(Records drawn from a dataset)
◆ ◆ ◆ ◆
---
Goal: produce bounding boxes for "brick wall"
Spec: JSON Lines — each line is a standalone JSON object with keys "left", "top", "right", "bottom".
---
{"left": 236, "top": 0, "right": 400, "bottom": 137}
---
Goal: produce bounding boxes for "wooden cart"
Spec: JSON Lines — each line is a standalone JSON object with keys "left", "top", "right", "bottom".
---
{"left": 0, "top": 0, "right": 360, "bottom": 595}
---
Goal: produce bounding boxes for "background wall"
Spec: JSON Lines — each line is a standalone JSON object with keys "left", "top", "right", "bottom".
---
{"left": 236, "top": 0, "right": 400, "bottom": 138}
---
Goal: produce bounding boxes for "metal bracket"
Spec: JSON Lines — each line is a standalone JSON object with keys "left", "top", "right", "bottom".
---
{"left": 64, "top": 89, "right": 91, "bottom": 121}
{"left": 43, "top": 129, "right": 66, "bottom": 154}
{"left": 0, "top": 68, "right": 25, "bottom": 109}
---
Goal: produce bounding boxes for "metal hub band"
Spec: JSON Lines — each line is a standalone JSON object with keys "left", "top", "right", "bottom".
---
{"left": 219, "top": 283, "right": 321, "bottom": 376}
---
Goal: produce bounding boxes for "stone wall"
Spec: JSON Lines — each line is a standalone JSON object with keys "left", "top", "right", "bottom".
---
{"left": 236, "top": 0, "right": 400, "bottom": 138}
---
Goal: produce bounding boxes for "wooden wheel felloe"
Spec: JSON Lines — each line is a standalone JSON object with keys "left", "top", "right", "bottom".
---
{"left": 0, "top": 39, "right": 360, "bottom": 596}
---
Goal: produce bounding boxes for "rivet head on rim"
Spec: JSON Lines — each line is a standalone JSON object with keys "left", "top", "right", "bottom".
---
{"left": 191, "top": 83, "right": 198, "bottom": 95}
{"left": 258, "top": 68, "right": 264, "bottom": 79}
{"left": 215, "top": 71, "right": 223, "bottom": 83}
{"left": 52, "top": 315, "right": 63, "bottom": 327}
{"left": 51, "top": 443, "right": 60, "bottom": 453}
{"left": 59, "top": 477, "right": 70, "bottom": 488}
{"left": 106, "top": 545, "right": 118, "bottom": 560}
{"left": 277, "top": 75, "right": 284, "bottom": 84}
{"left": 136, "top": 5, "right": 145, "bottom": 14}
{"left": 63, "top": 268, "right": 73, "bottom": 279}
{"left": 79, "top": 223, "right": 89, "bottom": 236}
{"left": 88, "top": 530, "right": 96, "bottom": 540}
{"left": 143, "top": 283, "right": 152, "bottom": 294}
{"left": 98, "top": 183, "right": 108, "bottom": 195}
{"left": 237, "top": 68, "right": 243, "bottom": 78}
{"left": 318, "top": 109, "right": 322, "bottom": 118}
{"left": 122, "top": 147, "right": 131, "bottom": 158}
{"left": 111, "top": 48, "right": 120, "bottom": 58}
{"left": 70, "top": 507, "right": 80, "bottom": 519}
◆ ◆ ◆ ◆
> **Exercise aim**
Nothing in the entries above may be left out; retype them all exactly.

> **Reply to the task**
---
Goal: produce bounding boxes for "brick wall"
Spec: JSON Lines — each line is a standalone JSON object with keys "left", "top", "right", "bottom".
---
{"left": 236, "top": 0, "right": 400, "bottom": 137}
---
Goal: produce bounding boxes for "wooden cart"
Spec: JSON Lines — each line is a standalone JSON object with keys "left", "top", "right", "bottom".
---
{"left": 0, "top": 0, "right": 360, "bottom": 595}
---
Goal: produce bounding boxes for "background wall"
Spec: JSON Lines — each line is a standalone JSON object with keys "left", "top", "right", "bottom".
---
{"left": 236, "top": 0, "right": 400, "bottom": 138}
---
Goal: produce bounding boxes for "metal bracket"
Spec: JSON Lines — each line is a standalone JSON object with keys "left", "top", "right", "bottom".
---
{"left": 64, "top": 89, "right": 91, "bottom": 121}
{"left": 43, "top": 129, "right": 66, "bottom": 154}
{"left": 0, "top": 68, "right": 25, "bottom": 109}
---
Goal: produce bounding boxes for "metal hub band"
Spec: JSON Lines — each line is a standalone JSON object with keys "left", "top", "right", "bottom".
---
{"left": 219, "top": 283, "right": 321, "bottom": 376}
---
Goal: produce bounding boxes for "stone wall"
Spec: JSON Lines — each line is a standalone JSON object with keys "left", "top", "right", "bottom".
---
{"left": 236, "top": 0, "right": 400, "bottom": 138}
---
Goal: produce bounding boxes for "wooden wheel felloe"
Spec: JSON Lines — each line is a standalone JSON object with keys "left", "top", "right", "bottom".
---
{"left": 0, "top": 39, "right": 360, "bottom": 596}
---
Goal: produce bounding boxes for "rivet head on rim"
Spec: JSON Lines — each line is a standalone JSON object with keys "left", "top", "right", "bottom".
---
{"left": 191, "top": 83, "right": 198, "bottom": 95}
{"left": 258, "top": 68, "right": 264, "bottom": 79}
{"left": 215, "top": 71, "right": 223, "bottom": 83}
{"left": 52, "top": 315, "right": 63, "bottom": 327}
{"left": 51, "top": 443, "right": 60, "bottom": 453}
{"left": 59, "top": 477, "right": 70, "bottom": 488}
{"left": 106, "top": 545, "right": 118, "bottom": 560}
{"left": 277, "top": 75, "right": 284, "bottom": 84}
{"left": 136, "top": 5, "right": 145, "bottom": 14}
{"left": 63, "top": 268, "right": 73, "bottom": 279}
{"left": 79, "top": 223, "right": 89, "bottom": 236}
{"left": 88, "top": 530, "right": 96, "bottom": 540}
{"left": 143, "top": 283, "right": 152, "bottom": 294}
{"left": 98, "top": 183, "right": 108, "bottom": 195}
{"left": 237, "top": 68, "right": 243, "bottom": 78}
{"left": 318, "top": 109, "right": 322, "bottom": 118}
{"left": 122, "top": 147, "right": 131, "bottom": 158}
{"left": 111, "top": 48, "right": 120, "bottom": 58}
{"left": 70, "top": 507, "right": 80, "bottom": 519}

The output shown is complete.